> Supplied text:
The animosity between Frazier and Ali was evidently real, however, and helped to make Howard Cosell famous. Cosell was once sitting between Frazier and Ali on a television program, interviewing them, when suddenly they went after one another and dislodged Cosell’s toupee in the process.

As a heavyweight fighter who was shy of six-feet-tall, Frazier was disadvantaged in reach against much taller opponents like Ali and George Foreman. But Frazier had a powerful build and his punches were devastating. The brutal Frazier-Ali fight known as the “Thrilla in Manila” likely did lasting damage to both men.

Ali, now severely hobbled by Parkinson’s, was a sad sight at the Frazier funeral. It was hard to watch and difficult to believe that this was the same fellow who use to “float like a butterfly and sting like a bee” and is one of the greatest boxers of all time. The vicious left hook that Frazier used to momentarily send Ali crashing to the canvas on his back  in round 15 of the first of their three fights–called the “Fight of the Century”–might alone have been enough to cause brain damage.

Today’s football and basketball players are generally much bigger and faster than their predecessors of 40-45 years ago. On the other hand, old-time baseball players (Bench, Clemente, Gibson and other legends) were arguably better than the current crop of players because the most gifted athletes of the day went into the then-most-lucrative sport of Major League Baseball. But there are no ifs and maybes about the boxers and racehorses of Joe Frazier’s time: they were better than the present-day crop by a country mile.

Every generation of young sports fans tends to dismiss the remembrances of older folk about the supposed superiority of the athletes of their day as being mostly nostalgia. Count me as old and nostalgic, but I really believe that the top boxers and the best racehorses of the period when Joe Frazier was in his prime would, in general, wipe the floor with the leading boxers and racehorses of the 21st century.

Today’s heavyweight champions would be hard pressed to rank in the top ten contenders in Frazier’s era. Similarly, while Zenyatta could hold her own with Ruffian, she is the exception. Imagine a contemporary colt in the same race with Damascus, Dr. Fager, and Buckpasser. Talk about choosing your poison. Sham, second banana to Secretariat, would be a sensation if he were a 3-year-old in 2011—possibly a Triple Crown winner.

> Short task 1:
Rewrite the passage of the essay on Joe Frazier that begins at the words "Every generation of" and stops after "Triple Crown winner.", substituting "thoroughbreds" for "racehorses".

> The data:
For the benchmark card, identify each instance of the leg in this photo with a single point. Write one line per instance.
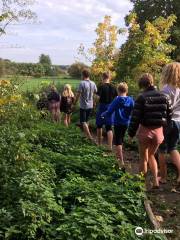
(86, 130)
(84, 115)
(99, 135)
(66, 120)
(110, 139)
(163, 168)
(175, 156)
(143, 154)
(119, 132)
(119, 156)
(153, 163)
(109, 136)
(69, 119)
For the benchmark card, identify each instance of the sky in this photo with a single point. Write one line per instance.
(61, 27)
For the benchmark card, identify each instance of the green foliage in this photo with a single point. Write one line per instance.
(55, 184)
(15, 11)
(149, 10)
(146, 50)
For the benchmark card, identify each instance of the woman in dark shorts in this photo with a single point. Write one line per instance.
(67, 101)
(54, 104)
(106, 92)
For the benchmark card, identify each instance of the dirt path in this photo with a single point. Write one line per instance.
(165, 202)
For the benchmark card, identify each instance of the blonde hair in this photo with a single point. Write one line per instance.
(171, 74)
(67, 92)
(122, 87)
(145, 81)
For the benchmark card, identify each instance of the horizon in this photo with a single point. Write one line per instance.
(61, 39)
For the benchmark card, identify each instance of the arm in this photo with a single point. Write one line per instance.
(113, 106)
(137, 115)
(169, 109)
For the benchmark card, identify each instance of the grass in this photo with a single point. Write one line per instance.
(33, 84)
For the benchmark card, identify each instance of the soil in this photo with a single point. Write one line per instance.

> Short task 2:
Convert the rows into a JSON list of strings, one string per line and with blank lines omitted. Begin at the line that contains "For the benchmark card, identify each instance of the blonde" and continue through the final line of the rows.

> Reply 1:
Every generation of young sports fans tends to dismiss the remembrances of older folk about the supposed superiority of the athletes of their day as being mostly nostalgia. Count me as old and nostalgic, but I really believe that the top boxers and the best thoroughbreds of the period when Joe Frazier was in his prime would, in general, wipe the floor with the leading boxers and thoroughbreds of the 21st century.

Today’s heavyweight champions would be hard pressed to rank in the top ten contenders in Frazier’s era. Similarly, while Zenyatta could hold her own with Ruffian, she is the exception. Imagine a contemporary colt in the same race with Damascus, Dr. Fager, and Buckpasser. Talk about choosing your poison. Sham, second banana to Secretariat, would be a sensation if he were a 3-year-old in 2011—possibly a Triple Crown winner.

> Reply 2:
[
  "For the benchmark card, identify each instance of the blonde hair in this photo with a single point. Write one line per instance.",
  "(171, 74)",
  "(67, 92)",
  "(122, 87)",
  "(145, 81)",
  "For the benchmark card, identify each instance of the horizon in this photo with a single point. Write one line per instance.",
  "(61, 39)",
  "For the benchmark card, identify each instance of the arm in this photo with a single point. Write one line per instance.",
  "(113, 106)",
  "(137, 115)",
  "(169, 109)",
  "For the benchmark card, identify each instance of the grass in this photo with a single point. Write one line per instance.",
  "(33, 84)",
  "For the benchmark card, identify each instance of the soil in this photo with a single point. Write one line per instance."
]